START Excerpted text
Letby inquiry to examine actions of colleagues and managers
Culture at Countess of Chester Hospital to be a key focus of Thirlwall Inquiry as it examines circumstances that enabled Lucy Letby to commit multiple crimes
The public inquiry into Lucy Letby’s crimes will examine the conduct of staff and managers as well as the impact of NHS culture on speaking up, the government announced.
The Department of Health and Social Care has published the terms of reference for the Thirlwall Inquiry, established to scrutinise events and culture at the Countess of Chester Hospital, where Letby murdered seven babies and attempted to murder six more.
Letby was sentenced at Manchester Crown Court in August to a whole-life order after she was convicted of the murders and attempted murders at the neonatal unit in a 12-month period from June 2015.
Scope of the Thirlwall Inquiry
The inquiry will cover three broad areas:
- The experience of the babies’ parents.
- The conduct of clinical and non-clinical staff and management, as well as governance and escalation processes in relation to concerns raised about Letby and whether these contributed to the failure to protect babies.
- Effectiveness of governance, external scrutiny and professional regulation in keeping babies in hospital safe, including consideration of NHS culture.
‘Families deserve answers’
The terms of reference were set by health and social care secretary Steve Barclay after consultation with the inquiry chair, the families and other stakeholders.
He said: ‘Losing a child is the greatest sorrow any parent can experience, and I cannot begin to imagine the hurt and suffering experienced by the families. We have a duty to get them the answers they deserve, to hold people to account where they need to be, and to make sure lessons are learned.
‘I am confident Lady Justice Thirlwall will ensure their voices are heard as the inquiry gets under way.’
The government confirmed in August that the inquiry would be statutory, a status that gives it legal powers to compel witnesses, including former and current staff of the Countess of Chester, to give evidence, This evidence must be heard in public, unless the chair decides otherwise.
END Excerpted text
START Data extracts
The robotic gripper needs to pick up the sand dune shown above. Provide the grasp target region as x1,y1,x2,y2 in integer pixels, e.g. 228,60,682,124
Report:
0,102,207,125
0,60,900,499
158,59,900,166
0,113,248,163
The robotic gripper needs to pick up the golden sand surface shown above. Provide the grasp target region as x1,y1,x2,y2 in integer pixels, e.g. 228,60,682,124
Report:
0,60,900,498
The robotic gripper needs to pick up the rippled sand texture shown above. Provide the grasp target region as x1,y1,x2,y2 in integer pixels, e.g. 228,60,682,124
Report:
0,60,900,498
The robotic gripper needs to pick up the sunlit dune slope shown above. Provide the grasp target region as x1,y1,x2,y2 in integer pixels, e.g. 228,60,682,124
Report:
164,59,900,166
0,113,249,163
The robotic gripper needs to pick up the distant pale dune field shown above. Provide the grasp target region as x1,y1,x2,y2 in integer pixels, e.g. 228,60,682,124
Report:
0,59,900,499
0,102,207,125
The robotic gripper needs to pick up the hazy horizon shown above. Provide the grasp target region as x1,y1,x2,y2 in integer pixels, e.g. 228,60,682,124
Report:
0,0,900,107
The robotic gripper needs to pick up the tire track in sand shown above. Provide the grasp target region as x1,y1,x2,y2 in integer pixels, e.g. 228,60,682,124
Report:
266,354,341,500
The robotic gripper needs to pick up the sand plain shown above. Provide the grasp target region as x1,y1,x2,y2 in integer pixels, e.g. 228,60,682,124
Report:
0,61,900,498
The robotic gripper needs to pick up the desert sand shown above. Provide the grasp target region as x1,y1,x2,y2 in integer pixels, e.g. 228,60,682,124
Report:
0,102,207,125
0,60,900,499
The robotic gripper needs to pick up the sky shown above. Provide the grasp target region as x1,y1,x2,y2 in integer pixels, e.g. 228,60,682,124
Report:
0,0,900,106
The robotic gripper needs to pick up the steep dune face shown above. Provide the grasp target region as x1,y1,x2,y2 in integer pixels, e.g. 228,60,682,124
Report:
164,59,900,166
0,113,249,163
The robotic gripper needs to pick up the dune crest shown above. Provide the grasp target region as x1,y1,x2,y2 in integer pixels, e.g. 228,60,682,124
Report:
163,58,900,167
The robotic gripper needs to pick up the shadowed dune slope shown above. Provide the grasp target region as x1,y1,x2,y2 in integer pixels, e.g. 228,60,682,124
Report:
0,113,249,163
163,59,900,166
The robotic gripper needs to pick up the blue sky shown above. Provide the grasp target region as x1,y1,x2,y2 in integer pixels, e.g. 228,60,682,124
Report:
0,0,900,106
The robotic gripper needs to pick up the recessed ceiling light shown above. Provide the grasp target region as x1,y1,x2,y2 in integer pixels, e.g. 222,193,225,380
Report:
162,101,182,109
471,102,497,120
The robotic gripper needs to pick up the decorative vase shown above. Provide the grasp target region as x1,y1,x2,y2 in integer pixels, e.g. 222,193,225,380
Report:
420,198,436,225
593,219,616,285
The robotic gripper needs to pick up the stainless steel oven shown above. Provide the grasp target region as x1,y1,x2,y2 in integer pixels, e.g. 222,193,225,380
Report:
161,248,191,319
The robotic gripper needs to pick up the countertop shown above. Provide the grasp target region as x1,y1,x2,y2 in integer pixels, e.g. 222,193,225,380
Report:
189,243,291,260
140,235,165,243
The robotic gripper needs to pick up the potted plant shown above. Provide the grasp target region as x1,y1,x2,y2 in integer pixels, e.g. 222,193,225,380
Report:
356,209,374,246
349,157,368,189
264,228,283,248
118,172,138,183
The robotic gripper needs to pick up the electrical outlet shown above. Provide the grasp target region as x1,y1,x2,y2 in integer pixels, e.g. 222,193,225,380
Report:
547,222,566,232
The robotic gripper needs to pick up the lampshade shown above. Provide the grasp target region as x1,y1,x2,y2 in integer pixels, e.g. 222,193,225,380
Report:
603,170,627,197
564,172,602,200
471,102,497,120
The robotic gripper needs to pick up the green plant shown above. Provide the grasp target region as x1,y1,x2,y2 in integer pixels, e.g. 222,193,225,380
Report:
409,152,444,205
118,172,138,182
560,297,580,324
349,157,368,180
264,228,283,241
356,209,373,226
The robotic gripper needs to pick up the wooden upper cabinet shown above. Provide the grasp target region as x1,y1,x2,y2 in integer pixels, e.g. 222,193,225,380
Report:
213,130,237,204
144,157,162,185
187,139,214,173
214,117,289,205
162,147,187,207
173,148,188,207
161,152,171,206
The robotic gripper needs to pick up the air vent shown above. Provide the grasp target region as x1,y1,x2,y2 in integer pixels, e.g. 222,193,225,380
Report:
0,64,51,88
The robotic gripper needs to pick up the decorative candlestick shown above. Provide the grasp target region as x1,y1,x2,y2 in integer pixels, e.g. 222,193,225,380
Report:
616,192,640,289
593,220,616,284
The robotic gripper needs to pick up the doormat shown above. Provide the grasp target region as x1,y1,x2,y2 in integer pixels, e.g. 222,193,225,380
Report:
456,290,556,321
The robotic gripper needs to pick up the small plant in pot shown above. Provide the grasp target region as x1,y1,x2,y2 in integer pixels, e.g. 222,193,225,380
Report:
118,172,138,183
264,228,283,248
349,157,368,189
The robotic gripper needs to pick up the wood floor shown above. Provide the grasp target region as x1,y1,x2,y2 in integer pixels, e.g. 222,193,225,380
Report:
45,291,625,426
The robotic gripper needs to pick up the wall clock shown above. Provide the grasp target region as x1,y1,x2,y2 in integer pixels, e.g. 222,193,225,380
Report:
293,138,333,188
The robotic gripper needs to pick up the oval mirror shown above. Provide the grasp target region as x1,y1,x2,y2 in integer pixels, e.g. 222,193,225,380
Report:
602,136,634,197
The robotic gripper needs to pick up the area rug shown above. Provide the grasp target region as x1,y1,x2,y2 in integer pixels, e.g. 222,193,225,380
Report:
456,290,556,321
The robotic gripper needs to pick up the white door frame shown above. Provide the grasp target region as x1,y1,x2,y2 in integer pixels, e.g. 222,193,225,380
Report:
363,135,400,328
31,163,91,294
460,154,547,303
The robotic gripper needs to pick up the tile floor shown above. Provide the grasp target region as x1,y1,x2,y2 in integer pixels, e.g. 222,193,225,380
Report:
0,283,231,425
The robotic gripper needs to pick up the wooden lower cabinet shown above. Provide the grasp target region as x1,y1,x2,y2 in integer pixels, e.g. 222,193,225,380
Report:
END Data extracts
> _Aim of the task_:
Using the article on the Letby inquiry, list the broad areas that the Thirlwall Inquiry will cover.

> _Task response_:
- The experience of the babies' parents.
- The conduct of clinical and non-clinical staff and management, as well as governance and escalation processes in relation to concerns raised about Letby and whether these contributed to the failure to protect babies.
- Effectiveness of governance, external scrutiny and professional regulation in keeping babies in hospital safe, including consideration of NHS culture.